- [Given instruction 1]: Reproduce, word for word, the part of the commit page that begins with the words containing "diff --git a/include/llvm/Analysis/TargetTransformInfo.h" and ends with "this function.".
══ Source text ══
TargetTransformInfo: address calculation parameter for gather/scather

author Arnold Schwaighofer <aschwaighofer@apple.com>

Fri, 12 Jul 2013 19:16:02 +0000 (19:16 +0000)

committer Arnold Schwaighofer <aschwaighofer@apple.com>

Fri, 12 Jul 2013 19:16:02 +0000 (19:16 +0000)
author Arnold Schwaighofer <aschwaighofer@apple.com>
Fri, 12 Jul 2013 19:16:02 +0000 (19:16 +0000)
committer Arnold Schwaighofer <aschwaighofer@apple.com>
Fri, 12 Jul 2013 19:16:02 +0000 (19:16 +0000)
diff --git a/include/llvm/Analysis/TargetTransformInfo.h b/include/llvm/Analysis/TargetTransformInfo.h

index eb29e3483d831077cc56e1c4e650ee853df12b70..b8a44b5b665e3c9ff7dc0e60366ea46a802a8639 100644 (file)
--- a/include/llvm/Analysis/TargetTransformInfo.h
+++ b/include/llvm/Analysis/TargetTransformInfo.h
@@ -339,7 +339,11 @@ public:
    /// merged into the instruction indexing mode. Some targets might want to
    /// distinguish between address computation for memory operations on vector
    /// types and scalar types. Such targets should override this function.
-  virtual unsigned getAddressComputationCost(Type *Ty) const;
+  /// The 'IsComplex' parameter is a hint that the address computation is likely
+  /// to involve multiple instructions and as such unlikely to be merged into
+  /// the address indexing mode.
+  virtual unsigned getAddressComputationCost(Type *Ty,
+                                             bool IsComplex = false) const;
  
    /// @}
  
diff --git a/lib/Analysis/TargetTransformInfo.cpp b/lib/Analysis/TargetTransformInfo.cpp

index 35ce794c7f12099c310e7c5614ef4baeabd331b9..4b2bf3c770bb34d988a9c788b7b7df298da9a90d 100644 (file)
═══
- [Given instruction 2]: How many lines of the records below contain the string "swimming"? Reply with the number alone.
══ Dataset excerpts ══
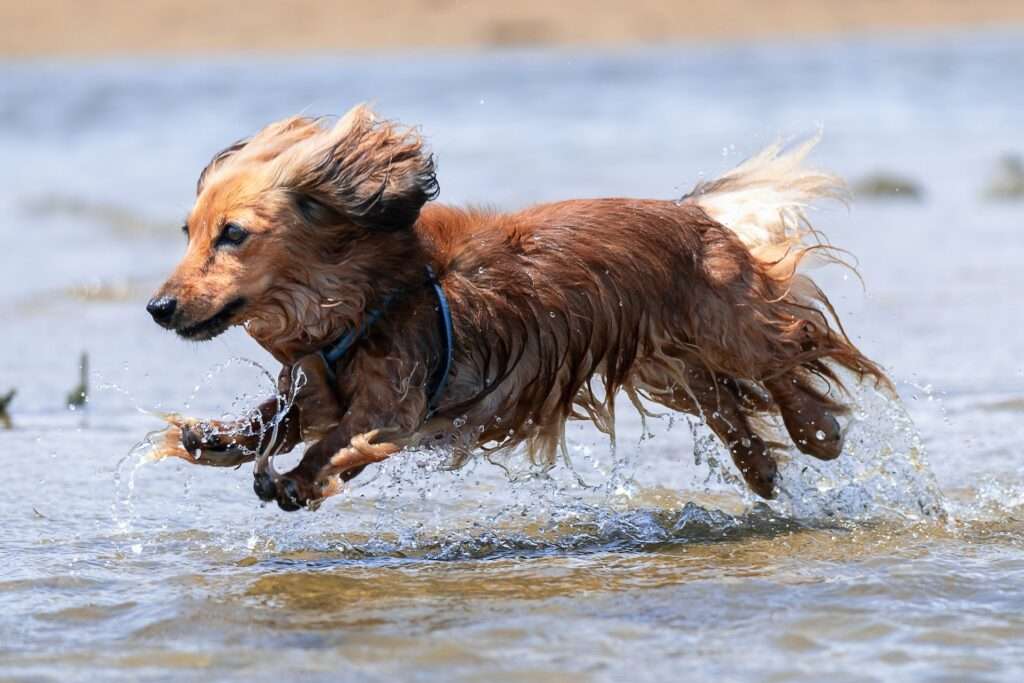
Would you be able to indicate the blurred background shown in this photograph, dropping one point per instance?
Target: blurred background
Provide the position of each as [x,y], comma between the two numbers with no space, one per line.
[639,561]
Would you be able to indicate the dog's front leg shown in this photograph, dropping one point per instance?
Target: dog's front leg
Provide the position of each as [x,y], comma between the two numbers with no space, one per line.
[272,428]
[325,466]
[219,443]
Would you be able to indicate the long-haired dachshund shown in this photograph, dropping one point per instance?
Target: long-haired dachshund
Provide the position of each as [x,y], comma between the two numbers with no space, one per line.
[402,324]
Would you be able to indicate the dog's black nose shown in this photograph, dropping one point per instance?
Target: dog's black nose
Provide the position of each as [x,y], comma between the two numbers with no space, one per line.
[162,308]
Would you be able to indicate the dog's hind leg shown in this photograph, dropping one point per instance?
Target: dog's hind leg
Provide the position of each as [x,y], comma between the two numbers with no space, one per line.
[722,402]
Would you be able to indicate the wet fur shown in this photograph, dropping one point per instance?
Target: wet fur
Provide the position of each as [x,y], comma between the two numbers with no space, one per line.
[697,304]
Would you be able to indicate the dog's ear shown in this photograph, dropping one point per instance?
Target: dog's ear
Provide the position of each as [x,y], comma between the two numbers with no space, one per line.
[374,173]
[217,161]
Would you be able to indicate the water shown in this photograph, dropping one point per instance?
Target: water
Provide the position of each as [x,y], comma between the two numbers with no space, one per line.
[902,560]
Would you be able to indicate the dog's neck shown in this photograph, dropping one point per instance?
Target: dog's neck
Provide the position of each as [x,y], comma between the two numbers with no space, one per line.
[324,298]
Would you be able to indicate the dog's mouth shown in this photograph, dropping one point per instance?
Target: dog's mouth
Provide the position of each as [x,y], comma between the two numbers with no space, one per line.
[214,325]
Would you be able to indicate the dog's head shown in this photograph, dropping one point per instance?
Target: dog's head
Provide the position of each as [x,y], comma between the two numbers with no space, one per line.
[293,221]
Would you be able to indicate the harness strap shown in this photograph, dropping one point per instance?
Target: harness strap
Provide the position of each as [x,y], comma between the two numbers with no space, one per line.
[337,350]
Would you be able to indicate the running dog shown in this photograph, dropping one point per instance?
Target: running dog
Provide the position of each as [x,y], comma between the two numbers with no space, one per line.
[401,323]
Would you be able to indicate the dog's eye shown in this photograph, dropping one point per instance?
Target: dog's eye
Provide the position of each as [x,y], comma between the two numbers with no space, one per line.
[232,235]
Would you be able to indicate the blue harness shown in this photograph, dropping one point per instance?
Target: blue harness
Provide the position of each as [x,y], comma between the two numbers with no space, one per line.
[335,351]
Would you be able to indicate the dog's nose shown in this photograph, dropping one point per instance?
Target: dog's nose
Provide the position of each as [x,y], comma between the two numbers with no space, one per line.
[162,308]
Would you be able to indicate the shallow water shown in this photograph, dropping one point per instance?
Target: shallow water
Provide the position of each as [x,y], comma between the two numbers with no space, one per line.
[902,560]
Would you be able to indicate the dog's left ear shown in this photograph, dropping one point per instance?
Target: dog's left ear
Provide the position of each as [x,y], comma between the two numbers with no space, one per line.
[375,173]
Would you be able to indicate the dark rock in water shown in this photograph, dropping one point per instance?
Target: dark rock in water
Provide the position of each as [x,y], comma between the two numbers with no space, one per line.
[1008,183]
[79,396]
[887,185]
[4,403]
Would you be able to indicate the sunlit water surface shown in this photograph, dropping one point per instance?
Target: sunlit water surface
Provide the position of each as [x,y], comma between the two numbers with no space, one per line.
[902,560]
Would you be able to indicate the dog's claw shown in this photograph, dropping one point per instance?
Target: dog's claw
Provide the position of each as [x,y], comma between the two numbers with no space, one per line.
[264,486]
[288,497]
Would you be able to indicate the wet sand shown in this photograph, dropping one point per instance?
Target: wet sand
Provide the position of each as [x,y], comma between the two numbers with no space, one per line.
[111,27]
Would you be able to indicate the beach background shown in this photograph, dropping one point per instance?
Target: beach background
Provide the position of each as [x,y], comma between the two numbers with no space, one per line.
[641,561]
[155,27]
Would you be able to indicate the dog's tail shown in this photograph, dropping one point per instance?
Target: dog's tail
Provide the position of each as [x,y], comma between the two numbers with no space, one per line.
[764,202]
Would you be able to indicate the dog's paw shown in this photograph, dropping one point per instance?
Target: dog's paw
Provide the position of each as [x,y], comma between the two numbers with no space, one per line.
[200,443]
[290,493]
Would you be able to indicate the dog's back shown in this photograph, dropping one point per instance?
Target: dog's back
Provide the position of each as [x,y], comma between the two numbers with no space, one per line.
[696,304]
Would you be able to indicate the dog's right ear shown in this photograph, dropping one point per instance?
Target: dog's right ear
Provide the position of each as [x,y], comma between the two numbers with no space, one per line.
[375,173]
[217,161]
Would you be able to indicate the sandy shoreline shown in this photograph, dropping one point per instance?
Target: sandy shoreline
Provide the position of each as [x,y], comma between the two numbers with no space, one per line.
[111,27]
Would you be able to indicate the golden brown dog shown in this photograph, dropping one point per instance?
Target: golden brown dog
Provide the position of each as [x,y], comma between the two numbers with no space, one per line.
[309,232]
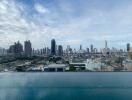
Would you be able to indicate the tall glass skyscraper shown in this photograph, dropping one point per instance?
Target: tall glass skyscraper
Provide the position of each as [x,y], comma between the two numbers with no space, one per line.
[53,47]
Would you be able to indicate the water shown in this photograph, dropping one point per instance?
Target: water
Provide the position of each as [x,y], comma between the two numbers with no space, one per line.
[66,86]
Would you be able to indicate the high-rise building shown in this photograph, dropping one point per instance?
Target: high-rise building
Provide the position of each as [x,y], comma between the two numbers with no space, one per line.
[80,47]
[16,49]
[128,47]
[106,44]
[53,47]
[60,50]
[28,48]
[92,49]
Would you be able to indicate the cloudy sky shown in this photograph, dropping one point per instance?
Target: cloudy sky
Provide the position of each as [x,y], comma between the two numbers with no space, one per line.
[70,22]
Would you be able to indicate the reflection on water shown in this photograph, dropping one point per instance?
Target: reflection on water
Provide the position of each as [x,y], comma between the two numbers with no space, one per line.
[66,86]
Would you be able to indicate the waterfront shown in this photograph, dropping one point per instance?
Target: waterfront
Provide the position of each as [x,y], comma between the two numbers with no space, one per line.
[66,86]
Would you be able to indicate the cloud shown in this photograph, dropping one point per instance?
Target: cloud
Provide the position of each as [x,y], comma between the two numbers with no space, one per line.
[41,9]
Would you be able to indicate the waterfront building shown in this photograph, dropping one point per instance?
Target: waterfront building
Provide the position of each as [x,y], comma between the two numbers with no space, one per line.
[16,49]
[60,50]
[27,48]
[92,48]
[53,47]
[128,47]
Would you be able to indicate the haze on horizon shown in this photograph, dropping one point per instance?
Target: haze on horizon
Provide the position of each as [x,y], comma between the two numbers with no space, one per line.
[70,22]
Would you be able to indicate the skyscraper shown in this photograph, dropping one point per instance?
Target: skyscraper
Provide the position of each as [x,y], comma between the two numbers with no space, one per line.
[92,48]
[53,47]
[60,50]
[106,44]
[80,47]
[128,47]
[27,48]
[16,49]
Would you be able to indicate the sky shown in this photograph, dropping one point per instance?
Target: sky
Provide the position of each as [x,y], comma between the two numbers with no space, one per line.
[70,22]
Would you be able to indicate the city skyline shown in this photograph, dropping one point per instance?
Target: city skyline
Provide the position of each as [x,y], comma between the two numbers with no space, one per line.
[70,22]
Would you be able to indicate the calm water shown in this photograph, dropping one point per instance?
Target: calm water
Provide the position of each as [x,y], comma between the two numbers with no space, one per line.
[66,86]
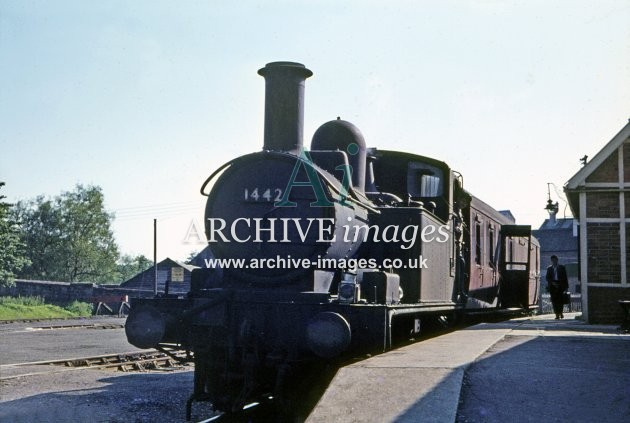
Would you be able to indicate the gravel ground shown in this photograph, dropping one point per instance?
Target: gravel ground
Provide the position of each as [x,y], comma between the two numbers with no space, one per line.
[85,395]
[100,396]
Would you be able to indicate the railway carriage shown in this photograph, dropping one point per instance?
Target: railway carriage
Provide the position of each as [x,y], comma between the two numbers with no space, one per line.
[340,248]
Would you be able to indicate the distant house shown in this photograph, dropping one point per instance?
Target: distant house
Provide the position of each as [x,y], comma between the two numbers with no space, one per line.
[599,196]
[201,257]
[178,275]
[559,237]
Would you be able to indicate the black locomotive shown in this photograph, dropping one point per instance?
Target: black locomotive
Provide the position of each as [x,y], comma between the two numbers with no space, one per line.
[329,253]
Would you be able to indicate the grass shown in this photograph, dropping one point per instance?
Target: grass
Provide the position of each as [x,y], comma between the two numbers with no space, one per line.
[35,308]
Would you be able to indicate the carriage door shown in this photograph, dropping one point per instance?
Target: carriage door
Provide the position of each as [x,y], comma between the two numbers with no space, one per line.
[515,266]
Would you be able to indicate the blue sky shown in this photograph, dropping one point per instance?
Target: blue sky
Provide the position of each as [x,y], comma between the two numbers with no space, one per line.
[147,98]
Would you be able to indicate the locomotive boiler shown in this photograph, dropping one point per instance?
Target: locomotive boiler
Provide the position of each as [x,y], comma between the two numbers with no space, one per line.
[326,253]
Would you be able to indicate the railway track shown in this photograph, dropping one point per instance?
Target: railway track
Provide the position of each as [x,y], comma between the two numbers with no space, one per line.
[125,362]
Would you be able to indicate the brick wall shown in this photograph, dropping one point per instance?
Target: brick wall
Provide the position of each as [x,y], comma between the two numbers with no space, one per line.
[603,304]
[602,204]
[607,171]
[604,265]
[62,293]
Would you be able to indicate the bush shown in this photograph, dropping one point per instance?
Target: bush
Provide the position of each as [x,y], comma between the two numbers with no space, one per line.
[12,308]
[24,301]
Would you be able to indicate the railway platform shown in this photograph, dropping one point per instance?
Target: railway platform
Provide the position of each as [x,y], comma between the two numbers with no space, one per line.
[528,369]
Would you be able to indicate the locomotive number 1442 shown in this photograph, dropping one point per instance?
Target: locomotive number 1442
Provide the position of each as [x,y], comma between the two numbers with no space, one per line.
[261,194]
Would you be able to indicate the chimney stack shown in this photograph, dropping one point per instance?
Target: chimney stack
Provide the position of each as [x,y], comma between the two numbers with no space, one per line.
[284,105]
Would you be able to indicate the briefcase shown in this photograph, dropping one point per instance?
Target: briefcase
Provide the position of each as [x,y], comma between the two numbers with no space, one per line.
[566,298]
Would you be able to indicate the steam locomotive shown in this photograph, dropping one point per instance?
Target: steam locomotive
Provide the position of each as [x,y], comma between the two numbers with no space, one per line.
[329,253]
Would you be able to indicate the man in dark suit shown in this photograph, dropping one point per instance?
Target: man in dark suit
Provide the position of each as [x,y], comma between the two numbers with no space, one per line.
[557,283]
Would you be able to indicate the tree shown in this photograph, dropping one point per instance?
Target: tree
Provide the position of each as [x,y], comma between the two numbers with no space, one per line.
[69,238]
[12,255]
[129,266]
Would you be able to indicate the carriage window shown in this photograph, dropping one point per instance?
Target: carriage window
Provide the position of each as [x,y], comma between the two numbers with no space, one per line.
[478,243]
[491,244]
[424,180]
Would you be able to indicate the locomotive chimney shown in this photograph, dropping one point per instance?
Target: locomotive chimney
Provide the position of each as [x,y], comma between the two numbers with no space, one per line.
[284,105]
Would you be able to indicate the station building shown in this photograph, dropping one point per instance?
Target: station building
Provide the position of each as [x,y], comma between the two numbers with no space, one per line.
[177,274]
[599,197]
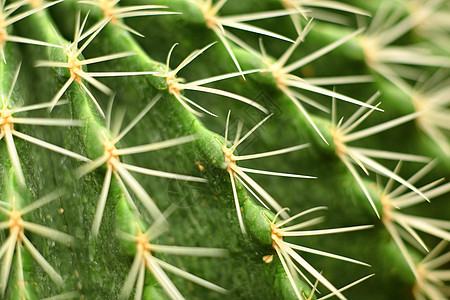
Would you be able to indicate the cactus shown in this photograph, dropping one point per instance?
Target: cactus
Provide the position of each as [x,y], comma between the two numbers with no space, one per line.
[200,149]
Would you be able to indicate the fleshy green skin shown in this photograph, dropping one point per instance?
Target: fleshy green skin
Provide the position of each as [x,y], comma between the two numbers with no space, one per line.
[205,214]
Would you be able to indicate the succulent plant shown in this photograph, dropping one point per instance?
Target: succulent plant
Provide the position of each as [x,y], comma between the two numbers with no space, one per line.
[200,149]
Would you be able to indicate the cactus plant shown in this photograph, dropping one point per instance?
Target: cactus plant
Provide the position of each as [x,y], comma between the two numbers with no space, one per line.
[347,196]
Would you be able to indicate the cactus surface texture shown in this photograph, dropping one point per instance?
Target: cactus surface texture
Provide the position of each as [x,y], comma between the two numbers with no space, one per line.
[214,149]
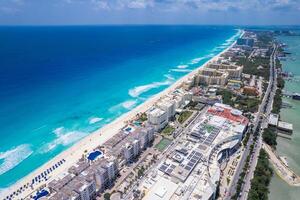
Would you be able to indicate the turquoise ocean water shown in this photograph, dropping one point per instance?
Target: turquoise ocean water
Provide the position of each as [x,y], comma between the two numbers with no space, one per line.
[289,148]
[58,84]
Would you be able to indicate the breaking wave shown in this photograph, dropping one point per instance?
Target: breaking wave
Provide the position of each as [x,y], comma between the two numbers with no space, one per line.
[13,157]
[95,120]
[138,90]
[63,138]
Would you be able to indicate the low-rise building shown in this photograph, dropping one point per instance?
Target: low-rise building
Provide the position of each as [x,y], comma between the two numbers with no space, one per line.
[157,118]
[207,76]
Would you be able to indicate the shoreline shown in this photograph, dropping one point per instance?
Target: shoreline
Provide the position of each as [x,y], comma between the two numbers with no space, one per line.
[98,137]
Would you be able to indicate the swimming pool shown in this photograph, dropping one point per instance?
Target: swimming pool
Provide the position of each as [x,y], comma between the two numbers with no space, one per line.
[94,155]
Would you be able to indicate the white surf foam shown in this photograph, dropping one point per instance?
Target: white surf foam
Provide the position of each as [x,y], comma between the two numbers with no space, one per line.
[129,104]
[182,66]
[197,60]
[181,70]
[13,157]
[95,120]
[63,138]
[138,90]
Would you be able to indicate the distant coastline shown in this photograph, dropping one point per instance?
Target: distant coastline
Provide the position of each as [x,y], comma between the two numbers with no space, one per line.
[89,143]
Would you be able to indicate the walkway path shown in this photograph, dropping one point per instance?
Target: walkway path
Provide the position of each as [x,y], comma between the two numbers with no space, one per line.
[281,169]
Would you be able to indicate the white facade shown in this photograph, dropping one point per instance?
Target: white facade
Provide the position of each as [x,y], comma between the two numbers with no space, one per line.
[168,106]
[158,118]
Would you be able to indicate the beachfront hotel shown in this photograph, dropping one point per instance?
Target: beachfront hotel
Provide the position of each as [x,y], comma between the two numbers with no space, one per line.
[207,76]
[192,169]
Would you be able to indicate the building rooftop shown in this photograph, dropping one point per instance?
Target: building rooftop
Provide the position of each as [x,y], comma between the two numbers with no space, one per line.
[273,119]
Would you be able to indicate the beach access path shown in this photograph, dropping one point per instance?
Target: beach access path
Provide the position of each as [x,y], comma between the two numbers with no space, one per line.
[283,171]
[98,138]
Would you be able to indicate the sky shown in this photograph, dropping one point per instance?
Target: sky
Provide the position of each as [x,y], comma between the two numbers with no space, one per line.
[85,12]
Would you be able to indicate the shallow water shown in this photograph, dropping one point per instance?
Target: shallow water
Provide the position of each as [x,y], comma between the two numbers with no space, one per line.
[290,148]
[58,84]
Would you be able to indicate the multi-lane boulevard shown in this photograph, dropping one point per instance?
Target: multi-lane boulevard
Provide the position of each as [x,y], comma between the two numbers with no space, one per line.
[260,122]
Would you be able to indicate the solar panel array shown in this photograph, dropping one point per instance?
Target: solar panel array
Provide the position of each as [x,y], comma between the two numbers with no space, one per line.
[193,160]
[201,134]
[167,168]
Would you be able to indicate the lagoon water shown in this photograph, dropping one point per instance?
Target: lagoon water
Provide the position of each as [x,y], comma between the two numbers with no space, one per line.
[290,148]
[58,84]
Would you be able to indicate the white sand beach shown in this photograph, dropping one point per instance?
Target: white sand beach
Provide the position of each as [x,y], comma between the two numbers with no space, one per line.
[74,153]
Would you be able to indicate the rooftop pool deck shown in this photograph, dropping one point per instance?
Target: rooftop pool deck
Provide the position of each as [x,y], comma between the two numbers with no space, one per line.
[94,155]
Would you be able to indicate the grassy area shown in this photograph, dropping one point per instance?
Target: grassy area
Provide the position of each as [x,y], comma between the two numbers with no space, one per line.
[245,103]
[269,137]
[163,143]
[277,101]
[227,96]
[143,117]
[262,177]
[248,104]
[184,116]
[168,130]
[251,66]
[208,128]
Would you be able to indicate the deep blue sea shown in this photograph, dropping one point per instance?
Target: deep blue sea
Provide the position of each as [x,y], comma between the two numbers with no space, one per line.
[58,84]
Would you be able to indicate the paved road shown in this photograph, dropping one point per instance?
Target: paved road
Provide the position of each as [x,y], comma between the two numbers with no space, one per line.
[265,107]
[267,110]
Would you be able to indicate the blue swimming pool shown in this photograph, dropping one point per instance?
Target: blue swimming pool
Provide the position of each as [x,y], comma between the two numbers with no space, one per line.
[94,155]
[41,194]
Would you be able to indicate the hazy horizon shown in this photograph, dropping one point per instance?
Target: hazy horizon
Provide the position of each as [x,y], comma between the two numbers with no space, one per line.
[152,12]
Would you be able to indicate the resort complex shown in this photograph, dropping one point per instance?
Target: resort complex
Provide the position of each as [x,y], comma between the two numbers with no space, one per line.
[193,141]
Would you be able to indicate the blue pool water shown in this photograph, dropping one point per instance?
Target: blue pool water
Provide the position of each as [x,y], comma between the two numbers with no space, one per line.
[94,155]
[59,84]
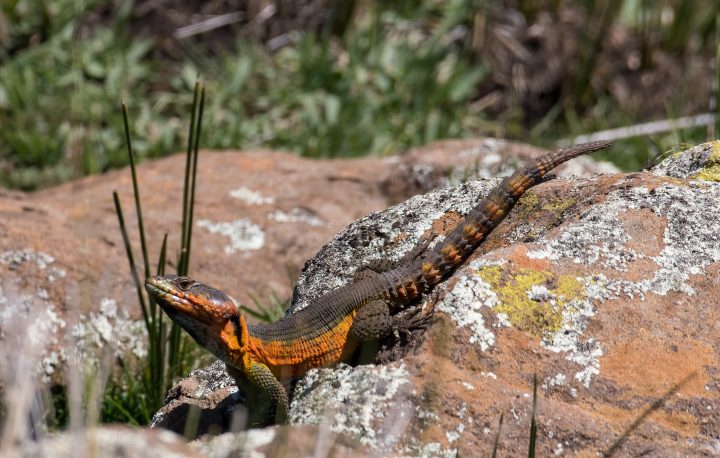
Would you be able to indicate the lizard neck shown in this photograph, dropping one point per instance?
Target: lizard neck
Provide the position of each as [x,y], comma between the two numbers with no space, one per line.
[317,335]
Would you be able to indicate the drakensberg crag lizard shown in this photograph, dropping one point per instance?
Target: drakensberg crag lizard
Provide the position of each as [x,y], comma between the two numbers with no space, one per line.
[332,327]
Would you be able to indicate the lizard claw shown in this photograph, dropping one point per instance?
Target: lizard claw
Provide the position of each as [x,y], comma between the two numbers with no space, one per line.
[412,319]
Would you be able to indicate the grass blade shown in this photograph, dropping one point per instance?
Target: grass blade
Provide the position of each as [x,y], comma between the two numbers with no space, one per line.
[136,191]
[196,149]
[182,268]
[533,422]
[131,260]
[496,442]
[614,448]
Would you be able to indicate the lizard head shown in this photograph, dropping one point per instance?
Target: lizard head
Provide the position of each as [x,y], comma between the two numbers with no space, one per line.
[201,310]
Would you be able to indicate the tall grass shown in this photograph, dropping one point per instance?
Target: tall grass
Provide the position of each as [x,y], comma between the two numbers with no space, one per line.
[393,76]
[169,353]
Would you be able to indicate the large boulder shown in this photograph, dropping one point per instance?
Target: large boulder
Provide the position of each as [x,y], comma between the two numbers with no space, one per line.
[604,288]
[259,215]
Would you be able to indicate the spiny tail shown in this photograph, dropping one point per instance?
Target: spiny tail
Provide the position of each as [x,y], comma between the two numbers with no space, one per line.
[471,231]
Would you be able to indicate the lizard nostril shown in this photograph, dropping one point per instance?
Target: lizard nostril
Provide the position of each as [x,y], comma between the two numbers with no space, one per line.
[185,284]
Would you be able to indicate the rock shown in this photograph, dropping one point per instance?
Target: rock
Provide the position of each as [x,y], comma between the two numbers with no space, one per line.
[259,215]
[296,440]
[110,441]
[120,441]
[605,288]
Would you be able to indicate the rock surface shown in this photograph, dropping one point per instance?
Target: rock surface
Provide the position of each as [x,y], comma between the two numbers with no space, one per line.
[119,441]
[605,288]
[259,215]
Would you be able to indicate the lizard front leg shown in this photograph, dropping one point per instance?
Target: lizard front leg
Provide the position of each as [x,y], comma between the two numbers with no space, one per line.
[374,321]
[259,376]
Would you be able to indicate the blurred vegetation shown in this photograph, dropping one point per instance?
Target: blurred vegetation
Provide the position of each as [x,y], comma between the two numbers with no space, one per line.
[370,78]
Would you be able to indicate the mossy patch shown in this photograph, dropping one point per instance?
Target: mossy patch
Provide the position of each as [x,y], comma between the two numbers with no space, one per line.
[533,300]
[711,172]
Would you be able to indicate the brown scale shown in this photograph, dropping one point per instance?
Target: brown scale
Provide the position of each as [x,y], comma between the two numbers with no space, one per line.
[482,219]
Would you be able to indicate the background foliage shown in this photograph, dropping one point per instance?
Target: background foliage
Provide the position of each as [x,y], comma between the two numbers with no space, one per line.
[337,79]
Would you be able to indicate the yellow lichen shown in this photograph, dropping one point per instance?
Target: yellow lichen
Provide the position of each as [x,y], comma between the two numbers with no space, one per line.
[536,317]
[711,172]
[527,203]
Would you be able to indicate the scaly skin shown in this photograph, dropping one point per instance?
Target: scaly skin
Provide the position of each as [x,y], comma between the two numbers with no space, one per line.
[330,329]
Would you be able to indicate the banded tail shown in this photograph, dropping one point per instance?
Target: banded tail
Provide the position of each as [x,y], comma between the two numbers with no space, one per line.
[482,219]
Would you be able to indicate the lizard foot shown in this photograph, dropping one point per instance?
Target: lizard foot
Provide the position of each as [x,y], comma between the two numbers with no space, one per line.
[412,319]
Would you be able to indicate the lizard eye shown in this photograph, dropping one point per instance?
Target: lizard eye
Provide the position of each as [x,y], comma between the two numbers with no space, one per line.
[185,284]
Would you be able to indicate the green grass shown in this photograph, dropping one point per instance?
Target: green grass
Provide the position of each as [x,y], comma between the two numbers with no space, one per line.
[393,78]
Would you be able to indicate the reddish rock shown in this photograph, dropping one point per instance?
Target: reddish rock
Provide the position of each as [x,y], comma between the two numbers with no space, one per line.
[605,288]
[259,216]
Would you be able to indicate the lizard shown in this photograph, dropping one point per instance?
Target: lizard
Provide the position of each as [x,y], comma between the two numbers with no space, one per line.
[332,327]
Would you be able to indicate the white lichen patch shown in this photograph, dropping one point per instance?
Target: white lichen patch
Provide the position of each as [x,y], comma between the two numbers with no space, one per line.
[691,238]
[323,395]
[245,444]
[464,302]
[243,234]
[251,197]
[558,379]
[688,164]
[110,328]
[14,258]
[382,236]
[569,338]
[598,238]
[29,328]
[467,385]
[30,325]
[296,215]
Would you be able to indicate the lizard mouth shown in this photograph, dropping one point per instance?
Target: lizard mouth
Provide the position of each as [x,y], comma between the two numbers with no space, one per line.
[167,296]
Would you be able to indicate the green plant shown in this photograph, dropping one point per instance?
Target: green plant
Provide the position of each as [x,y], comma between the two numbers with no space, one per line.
═══
- [Exercise response 1]:
diff --git a/include/llvm/Analysis/TargetTransformInfo.h b/include/llvm/Analysis/TargetTransformInfo.h

index eb29e3483d831077cc56e1c4e650ee853df12b70..b8a44b5b665e3c9ff7dc0e60366ea46a802a8639 100644 (file)
--- a/include/llvm/Analysis/TargetTransformInfo.h
+++ b/include/llvm/Analysis/TargetTransformInfo.h
@@ -339,7 +339,11 @@ public:
    /// merged into the instruction indexing mode. Some targets might want to
    /// distinguish between address computation for memory operations on vector
    /// types and scalar types. Such targets should override this function.

- [Exercise response 2]: 4